#### [TASK INPUT]
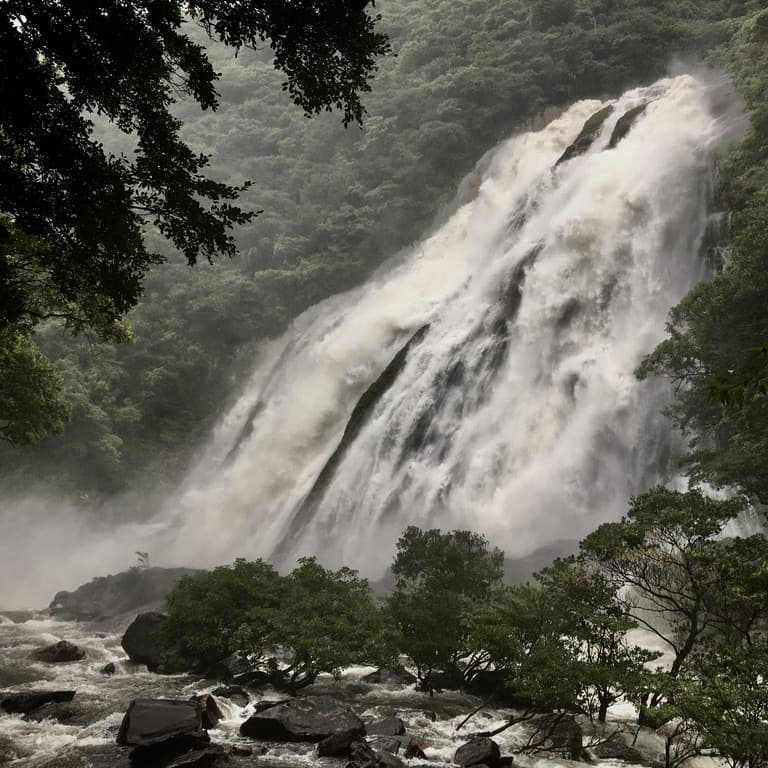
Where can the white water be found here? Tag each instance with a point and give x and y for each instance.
(544, 446)
(548, 432)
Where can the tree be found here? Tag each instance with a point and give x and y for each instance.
(725, 699)
(30, 405)
(214, 614)
(324, 621)
(73, 217)
(290, 628)
(654, 555)
(440, 580)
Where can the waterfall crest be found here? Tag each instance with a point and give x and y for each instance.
(512, 408)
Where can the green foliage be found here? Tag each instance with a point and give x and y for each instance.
(725, 698)
(290, 627)
(73, 217)
(324, 621)
(217, 613)
(337, 203)
(440, 577)
(660, 555)
(461, 562)
(30, 401)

#### [WHAT TO DO]
Can you format every line of the rows above as a Markdown table with the columns No. and Entry, numbering each line and omitting blank lines? Leave the pictures out.

#### [RESPONSE]
| No. | Entry |
|---|---|
| 1 | Where can the white water be found here? Tag each instance with a point and give x and y for each instance. |
| 2 | (544, 446) |
| 3 | (548, 432) |
| 4 | Where can the tree be found here? Tag each instance with a point and give x and y for each instance. |
| 5 | (725, 699) |
| 6 | (30, 405) |
| 7 | (214, 614) |
| 8 | (324, 621) |
| 9 | (73, 217) |
| 10 | (290, 628) |
| 11 | (654, 555) |
| 12 | (440, 580) |
| 13 | Where can the waterfall crest be found here? Tag each instance with a point and give x and y for each instance. |
| 14 | (512, 408) |
| 15 | Where can the green foliage be found here? Tag each instance with a point and give x and y for each instance. |
| 16 | (725, 698) |
| 17 | (290, 627) |
| 18 | (73, 217) |
| 19 | (324, 621) |
| 20 | (217, 613) |
| 21 | (337, 203) |
| 22 | (440, 577) |
| 23 | (660, 555) |
| 24 | (461, 562) |
| 25 | (30, 401) |